Challenge → Return the records below from the line containing "Pick out the black car rear" onward, exactly, through and including the last line.

Location identification entries →
## Start
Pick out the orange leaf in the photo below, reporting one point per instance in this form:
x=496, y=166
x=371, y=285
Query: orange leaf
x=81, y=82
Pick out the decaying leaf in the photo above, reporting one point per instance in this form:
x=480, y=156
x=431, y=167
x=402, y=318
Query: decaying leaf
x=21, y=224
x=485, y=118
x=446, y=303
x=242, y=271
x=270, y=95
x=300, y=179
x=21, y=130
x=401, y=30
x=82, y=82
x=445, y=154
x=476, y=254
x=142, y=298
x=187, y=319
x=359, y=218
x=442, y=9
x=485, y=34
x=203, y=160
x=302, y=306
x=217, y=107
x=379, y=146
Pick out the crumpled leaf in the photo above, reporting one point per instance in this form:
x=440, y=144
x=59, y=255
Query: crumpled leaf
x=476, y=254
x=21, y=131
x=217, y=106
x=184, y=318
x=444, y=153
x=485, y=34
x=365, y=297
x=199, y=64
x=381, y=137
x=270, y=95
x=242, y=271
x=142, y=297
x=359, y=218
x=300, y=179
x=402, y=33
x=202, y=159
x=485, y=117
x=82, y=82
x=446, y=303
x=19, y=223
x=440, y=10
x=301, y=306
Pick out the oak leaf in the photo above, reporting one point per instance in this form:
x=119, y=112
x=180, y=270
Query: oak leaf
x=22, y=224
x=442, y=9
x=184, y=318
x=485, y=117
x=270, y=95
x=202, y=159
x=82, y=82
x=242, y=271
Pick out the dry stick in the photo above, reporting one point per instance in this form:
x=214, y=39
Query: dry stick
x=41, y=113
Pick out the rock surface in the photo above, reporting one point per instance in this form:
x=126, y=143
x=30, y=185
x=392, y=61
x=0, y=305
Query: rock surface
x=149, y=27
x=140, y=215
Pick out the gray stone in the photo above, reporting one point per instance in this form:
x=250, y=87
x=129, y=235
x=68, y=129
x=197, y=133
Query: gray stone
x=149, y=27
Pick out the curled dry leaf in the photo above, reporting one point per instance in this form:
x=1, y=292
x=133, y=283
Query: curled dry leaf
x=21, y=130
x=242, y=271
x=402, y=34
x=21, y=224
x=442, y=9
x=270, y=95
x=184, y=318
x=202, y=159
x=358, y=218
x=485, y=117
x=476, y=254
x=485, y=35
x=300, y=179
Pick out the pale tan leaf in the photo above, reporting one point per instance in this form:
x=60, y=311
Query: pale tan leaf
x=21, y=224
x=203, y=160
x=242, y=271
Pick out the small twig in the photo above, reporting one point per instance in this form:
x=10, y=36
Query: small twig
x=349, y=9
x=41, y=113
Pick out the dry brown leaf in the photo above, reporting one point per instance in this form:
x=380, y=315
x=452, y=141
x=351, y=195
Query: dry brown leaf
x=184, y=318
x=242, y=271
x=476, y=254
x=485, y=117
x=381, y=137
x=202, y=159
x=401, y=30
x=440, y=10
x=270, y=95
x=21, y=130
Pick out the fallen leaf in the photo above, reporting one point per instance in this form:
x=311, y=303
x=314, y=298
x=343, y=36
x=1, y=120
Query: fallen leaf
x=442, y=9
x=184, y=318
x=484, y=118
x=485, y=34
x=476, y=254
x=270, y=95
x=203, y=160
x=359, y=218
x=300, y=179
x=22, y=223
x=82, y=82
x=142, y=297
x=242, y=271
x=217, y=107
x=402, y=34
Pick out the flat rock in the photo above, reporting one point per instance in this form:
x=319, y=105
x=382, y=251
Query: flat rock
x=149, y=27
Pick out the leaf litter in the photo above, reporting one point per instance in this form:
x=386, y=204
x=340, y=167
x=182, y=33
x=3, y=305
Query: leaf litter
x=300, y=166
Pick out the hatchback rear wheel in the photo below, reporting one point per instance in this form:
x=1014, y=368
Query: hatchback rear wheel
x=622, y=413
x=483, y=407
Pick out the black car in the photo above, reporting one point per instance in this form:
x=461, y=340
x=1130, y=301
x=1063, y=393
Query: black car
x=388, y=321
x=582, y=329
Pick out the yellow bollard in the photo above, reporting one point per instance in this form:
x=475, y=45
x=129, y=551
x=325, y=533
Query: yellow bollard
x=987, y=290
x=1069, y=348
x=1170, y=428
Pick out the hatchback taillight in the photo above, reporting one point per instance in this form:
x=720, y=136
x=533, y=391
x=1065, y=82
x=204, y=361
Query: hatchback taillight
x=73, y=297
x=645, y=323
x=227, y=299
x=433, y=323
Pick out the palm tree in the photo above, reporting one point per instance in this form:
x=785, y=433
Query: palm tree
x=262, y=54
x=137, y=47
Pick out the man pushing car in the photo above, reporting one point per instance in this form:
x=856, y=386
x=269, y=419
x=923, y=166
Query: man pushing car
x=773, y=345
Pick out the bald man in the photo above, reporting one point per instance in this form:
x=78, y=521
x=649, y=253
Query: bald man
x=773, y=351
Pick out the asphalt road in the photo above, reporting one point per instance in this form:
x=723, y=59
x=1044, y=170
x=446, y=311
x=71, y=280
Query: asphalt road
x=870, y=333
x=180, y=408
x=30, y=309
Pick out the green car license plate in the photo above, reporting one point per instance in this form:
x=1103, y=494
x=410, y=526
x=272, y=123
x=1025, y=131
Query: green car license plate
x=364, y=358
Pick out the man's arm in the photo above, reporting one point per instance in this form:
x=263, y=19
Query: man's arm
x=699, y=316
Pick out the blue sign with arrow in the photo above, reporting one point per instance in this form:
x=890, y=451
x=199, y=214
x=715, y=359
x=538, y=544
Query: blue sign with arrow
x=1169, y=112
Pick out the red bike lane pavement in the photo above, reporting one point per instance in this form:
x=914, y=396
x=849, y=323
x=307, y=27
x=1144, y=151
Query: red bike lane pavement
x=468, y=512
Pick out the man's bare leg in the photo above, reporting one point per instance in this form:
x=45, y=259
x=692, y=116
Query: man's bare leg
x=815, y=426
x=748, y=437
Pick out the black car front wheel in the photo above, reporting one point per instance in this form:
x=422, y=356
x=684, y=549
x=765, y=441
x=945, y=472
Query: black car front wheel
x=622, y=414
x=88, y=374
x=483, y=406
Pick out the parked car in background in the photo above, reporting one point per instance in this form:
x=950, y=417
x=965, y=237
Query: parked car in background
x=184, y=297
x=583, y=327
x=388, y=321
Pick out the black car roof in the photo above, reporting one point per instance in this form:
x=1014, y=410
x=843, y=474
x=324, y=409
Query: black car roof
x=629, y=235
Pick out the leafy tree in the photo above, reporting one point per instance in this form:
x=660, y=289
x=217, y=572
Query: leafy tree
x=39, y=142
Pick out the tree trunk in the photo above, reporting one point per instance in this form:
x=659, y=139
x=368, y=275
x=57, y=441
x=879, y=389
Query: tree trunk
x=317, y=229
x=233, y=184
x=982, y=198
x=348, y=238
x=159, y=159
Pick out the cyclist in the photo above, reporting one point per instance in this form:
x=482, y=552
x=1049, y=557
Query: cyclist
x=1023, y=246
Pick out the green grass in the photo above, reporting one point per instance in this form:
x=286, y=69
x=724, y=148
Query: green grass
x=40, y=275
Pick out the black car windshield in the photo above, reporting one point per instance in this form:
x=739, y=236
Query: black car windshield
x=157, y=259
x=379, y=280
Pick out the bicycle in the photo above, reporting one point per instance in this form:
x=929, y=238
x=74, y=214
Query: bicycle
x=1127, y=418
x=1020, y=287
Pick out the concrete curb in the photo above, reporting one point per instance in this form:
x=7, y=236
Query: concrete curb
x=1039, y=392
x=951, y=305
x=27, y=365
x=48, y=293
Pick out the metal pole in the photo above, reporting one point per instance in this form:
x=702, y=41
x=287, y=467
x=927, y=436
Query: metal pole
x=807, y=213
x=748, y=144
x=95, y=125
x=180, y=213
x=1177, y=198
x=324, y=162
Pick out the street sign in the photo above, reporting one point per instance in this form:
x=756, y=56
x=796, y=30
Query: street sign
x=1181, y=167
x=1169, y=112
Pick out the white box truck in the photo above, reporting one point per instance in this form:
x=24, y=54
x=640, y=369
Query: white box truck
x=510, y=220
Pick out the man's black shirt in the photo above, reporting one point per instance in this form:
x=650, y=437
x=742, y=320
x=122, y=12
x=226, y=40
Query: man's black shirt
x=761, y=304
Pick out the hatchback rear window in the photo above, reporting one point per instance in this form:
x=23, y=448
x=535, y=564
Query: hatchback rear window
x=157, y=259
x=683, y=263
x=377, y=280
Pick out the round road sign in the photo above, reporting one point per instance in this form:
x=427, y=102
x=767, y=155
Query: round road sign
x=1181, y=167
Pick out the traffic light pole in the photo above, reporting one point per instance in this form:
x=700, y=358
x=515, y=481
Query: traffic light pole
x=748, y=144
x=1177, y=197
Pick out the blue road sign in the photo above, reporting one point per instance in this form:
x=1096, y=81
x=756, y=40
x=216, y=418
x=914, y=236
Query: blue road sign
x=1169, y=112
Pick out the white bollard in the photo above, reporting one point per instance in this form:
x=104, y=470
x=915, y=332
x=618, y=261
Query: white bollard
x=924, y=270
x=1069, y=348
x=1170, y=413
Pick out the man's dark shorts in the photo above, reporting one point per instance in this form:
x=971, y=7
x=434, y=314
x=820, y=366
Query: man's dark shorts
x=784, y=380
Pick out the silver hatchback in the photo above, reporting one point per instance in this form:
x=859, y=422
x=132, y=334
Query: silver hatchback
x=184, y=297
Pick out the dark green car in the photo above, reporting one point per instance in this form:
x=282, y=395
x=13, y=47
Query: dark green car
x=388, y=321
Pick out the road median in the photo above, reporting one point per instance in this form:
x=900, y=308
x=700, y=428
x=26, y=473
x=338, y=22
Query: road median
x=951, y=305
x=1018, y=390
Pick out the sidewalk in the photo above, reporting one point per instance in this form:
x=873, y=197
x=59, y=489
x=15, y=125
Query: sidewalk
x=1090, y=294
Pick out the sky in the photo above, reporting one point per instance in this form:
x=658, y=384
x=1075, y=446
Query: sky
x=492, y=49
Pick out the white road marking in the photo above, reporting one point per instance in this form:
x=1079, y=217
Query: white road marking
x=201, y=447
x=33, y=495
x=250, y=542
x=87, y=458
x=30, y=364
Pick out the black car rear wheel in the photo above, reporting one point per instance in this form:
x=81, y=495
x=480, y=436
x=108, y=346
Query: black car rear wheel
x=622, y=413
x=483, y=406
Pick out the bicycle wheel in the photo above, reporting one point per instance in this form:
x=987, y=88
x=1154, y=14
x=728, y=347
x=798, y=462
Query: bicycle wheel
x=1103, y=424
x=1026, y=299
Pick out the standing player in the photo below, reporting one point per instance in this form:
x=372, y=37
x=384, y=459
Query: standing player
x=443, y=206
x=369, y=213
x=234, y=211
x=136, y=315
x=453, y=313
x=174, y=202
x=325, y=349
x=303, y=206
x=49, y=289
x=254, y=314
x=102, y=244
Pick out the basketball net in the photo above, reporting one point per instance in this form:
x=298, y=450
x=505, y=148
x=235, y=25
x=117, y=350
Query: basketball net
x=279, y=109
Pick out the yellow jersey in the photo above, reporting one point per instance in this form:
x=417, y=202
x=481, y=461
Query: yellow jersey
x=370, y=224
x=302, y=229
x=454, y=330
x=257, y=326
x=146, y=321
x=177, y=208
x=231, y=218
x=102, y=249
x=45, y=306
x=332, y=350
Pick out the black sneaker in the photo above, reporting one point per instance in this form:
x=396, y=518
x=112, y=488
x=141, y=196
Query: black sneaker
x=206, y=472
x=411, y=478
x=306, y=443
## End
Worked solution →
Pick out the black car rear wheel in the photo above, reporting one point per instance in this form:
x=81, y=495
x=480, y=436
x=108, y=346
Query: black car rear wheel
x=622, y=413
x=483, y=406
Pick out the bicycle wheel in the photo above, reporting one point per instance in this form:
x=987, y=88
x=1154, y=14
x=728, y=347
x=798, y=462
Query: bicycle wheel
x=1103, y=424
x=1026, y=299
Pick out the standing player in the photo below, reporting one point per instance in this form:
x=372, y=37
x=384, y=459
Query: standing player
x=443, y=206
x=369, y=213
x=234, y=211
x=136, y=315
x=453, y=313
x=174, y=202
x=325, y=349
x=303, y=206
x=49, y=289
x=254, y=314
x=102, y=244
Pick out the basketball net in the photo above, reporting one point per instance in this form:
x=298, y=450
x=505, y=148
x=235, y=25
x=117, y=350
Query: basketball net
x=279, y=109
Pick out the yellow jersey in the photo above, reporting one point per instance in this form:
x=417, y=202
x=481, y=461
Query: yellow jersey
x=370, y=224
x=302, y=229
x=454, y=330
x=257, y=326
x=146, y=321
x=177, y=208
x=231, y=218
x=102, y=249
x=45, y=306
x=332, y=350
Pick out the black sneaker in the photo above, reporting one point per instance in this form:
x=396, y=518
x=112, y=488
x=141, y=196
Query: black sneaker
x=206, y=472
x=411, y=478
x=306, y=443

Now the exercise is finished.